Blablu ist jetz nur als Platzhalter da, normal steht da dann "Giraffe","Affe","Nashorn" etc.

Ich müsste jetz die Klassen sortieren und weiss ehrlich überhaupt nicht wie. Müsste ja von jeder Tierart kucken ob die Tierart dannach z.B. weniger Beine hat. 
Kann mir vielleicht jemand helfen wäre mal recht geil zuwissen ob einer weiss wie des gehn kann. 

Die Klassen muss ich sortieren wurde mir so vorgegeben. 
Freue mich wenn mir jemand helfen kann. 

Oder gibt es da noch ne andere möglichkeit z.B. die Klasse Tierart so oft zuerzeugen. Danke 

MfG Tyrael

[Edit by foobar: Codetags eingefügt]


----------



## akira (14. Dez 2004)

Hi,

Du must eine Klasse z.B. TierartComparator implements Comparator schreiben und die compare-Methode überschreiben.

## EXTRAHIERTE ZEILEN:

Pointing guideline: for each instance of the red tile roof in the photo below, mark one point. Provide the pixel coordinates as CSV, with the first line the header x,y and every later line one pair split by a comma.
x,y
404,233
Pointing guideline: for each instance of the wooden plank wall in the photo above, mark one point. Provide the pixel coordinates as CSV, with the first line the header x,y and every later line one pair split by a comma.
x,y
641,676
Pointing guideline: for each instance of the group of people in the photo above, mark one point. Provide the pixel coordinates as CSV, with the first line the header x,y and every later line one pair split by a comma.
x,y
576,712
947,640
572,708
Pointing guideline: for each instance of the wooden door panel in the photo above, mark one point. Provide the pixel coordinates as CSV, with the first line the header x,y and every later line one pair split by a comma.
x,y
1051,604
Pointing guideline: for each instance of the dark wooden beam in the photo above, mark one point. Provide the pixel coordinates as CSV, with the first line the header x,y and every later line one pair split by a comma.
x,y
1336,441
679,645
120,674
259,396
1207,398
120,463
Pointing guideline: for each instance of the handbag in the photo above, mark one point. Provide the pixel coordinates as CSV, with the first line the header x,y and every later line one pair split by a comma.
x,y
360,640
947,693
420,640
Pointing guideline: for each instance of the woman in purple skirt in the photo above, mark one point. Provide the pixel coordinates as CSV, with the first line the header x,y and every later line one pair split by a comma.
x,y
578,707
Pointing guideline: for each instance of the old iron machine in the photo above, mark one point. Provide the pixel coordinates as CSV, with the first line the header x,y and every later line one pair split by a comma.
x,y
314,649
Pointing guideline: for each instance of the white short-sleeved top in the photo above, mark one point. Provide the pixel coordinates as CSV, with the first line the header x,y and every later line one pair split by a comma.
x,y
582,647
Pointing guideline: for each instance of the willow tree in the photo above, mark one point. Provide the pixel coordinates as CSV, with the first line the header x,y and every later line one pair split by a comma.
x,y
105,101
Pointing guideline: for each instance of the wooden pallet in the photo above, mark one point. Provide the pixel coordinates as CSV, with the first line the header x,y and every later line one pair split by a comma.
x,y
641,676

## AUFGABENSTELLUNG:
Welche Methode muss laut der Antwort im Textausschnitt überschrieben werden?

## GELÖSTE AUFGABE:
Die compare-Methode.